BEGIN

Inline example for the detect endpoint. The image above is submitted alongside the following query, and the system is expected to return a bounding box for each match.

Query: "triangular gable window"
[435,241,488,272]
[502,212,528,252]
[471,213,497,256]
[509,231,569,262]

END

TASK INSTRUCTIONS
Give the listing again exactly as it appears.

OUTPUT BELOW
Inline example for the detect endpoint. The image above is submitted alongside the following query, and the system is expected to return a bounding box for each match.

Query: "triangular gable window"
[435,241,488,272]
[502,212,528,252]
[471,213,497,256]
[509,231,569,262]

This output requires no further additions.